ABOUT THIS EXERCISE:
When you reach the line containing "the orange wheel" in the records below, start copying exactly, and stop once you have copied the line containing "column 469, row 27".

- - - - -

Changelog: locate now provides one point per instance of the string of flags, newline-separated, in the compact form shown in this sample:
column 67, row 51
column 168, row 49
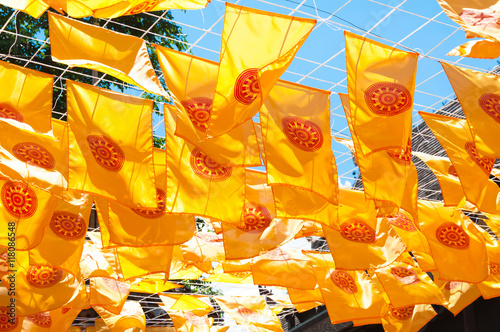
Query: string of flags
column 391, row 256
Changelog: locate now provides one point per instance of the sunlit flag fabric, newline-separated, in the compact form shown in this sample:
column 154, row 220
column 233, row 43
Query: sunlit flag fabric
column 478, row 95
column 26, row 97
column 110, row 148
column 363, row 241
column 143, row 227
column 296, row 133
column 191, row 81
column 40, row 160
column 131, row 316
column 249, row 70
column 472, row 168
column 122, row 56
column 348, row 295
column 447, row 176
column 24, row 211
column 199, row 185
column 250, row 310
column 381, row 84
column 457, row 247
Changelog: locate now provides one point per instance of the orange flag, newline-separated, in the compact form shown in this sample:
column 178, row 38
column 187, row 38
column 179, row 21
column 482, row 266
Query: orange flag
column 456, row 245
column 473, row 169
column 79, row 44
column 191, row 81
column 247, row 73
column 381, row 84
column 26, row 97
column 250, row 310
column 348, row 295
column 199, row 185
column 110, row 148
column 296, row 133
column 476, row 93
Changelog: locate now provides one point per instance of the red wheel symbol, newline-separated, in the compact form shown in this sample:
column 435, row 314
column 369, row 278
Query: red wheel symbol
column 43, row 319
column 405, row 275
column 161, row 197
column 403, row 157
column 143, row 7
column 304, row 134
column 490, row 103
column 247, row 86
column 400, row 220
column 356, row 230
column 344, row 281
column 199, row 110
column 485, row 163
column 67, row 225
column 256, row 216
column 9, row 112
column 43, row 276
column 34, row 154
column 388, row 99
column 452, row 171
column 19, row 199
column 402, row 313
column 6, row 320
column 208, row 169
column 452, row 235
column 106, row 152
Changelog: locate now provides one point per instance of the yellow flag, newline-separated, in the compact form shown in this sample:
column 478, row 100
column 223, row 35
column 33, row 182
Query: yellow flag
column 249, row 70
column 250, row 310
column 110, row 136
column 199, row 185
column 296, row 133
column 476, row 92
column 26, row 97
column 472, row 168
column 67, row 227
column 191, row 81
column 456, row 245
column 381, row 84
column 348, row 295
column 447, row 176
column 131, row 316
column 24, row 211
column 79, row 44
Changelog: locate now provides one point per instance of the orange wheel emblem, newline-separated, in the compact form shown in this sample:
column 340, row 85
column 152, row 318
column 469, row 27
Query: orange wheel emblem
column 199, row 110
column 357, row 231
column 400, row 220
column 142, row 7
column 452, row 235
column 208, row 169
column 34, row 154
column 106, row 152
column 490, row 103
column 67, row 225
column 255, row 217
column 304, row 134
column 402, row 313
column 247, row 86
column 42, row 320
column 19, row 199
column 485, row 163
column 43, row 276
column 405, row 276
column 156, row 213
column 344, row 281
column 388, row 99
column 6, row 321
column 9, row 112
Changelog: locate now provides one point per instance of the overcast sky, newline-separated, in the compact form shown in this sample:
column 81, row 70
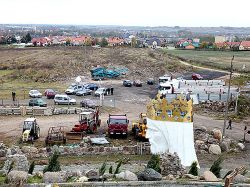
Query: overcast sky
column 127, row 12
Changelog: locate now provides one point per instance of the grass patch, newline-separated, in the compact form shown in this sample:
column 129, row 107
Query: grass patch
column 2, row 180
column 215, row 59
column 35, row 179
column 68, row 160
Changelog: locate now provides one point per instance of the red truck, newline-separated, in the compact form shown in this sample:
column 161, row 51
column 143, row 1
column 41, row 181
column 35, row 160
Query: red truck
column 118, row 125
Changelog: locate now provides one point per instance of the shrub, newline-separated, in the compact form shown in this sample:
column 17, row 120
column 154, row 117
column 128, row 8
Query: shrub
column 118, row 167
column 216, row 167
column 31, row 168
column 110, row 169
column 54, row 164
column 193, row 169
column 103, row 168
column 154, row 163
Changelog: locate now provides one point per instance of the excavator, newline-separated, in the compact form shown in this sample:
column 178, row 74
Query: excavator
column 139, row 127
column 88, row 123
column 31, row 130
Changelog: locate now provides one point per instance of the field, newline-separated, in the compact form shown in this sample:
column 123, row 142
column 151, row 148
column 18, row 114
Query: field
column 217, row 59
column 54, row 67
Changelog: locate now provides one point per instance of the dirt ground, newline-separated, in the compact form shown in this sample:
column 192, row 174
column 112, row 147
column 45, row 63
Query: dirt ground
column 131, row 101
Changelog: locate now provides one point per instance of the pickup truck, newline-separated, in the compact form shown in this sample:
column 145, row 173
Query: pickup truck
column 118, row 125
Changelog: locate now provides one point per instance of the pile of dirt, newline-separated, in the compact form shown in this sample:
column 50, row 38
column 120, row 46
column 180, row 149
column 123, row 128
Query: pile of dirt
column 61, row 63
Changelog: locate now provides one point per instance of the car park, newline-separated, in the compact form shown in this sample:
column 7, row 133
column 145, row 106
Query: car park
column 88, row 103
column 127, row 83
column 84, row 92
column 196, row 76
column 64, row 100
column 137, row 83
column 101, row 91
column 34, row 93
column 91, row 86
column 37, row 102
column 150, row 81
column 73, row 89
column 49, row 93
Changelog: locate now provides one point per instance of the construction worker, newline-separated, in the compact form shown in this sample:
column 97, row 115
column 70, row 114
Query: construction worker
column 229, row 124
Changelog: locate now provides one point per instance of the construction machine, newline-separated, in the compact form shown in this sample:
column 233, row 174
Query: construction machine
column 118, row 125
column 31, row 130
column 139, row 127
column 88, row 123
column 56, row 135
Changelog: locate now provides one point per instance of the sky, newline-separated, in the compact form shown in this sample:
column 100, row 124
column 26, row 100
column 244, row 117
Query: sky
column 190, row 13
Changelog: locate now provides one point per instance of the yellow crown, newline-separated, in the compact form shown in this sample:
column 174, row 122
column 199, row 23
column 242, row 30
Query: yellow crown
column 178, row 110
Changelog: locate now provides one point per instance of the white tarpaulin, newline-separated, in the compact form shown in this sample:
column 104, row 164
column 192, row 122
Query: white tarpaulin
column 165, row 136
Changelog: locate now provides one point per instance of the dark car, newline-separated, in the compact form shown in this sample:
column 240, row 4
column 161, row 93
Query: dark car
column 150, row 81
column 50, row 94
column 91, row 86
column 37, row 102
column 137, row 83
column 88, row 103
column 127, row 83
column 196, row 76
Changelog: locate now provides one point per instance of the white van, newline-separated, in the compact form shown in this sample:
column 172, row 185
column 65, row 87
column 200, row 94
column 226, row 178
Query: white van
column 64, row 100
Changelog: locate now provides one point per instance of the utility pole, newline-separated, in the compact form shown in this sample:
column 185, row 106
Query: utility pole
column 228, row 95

- - - - -

TASK OUTPUT:
Changelog: locate now provides one point per instance of the orange wheel emblem, newline-separated, in the compact form shown in this sample:
column 340, row 85
column 152, row 318
column 469, row 27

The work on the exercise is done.